DATA EXCERPTS Start Marker
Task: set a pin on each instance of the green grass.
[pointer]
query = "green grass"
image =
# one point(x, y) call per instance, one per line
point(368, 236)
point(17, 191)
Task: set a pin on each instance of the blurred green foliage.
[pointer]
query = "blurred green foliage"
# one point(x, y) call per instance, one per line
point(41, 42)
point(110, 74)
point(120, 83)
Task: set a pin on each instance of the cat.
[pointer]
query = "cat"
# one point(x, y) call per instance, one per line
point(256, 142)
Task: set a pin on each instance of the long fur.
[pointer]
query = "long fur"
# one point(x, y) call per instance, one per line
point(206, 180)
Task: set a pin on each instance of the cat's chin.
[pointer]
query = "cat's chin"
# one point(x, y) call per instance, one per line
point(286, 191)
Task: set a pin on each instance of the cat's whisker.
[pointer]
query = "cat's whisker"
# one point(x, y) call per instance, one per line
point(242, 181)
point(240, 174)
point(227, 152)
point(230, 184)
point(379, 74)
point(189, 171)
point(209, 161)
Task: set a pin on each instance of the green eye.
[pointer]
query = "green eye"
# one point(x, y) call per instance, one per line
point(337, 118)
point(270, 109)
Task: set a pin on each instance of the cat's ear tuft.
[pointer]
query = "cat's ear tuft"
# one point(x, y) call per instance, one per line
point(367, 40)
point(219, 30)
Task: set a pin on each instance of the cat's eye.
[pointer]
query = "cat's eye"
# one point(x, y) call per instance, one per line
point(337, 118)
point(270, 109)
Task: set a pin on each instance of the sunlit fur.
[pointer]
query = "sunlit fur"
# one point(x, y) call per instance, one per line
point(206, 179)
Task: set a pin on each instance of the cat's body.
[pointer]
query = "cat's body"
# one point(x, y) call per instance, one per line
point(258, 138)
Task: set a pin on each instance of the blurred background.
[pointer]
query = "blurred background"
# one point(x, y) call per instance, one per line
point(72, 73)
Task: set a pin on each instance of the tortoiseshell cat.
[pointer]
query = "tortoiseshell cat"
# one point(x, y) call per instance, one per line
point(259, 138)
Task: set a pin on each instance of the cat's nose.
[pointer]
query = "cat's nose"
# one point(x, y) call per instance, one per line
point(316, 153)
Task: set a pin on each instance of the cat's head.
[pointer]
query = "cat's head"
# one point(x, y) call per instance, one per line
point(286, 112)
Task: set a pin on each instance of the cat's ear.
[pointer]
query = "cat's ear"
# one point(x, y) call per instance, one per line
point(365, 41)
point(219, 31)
DATA EXCERPTS End Marker
# WHAT YOU SHOULD DO
Give the number of lines in the entries that contain "chin", and add nothing.

# THE ANSWER
2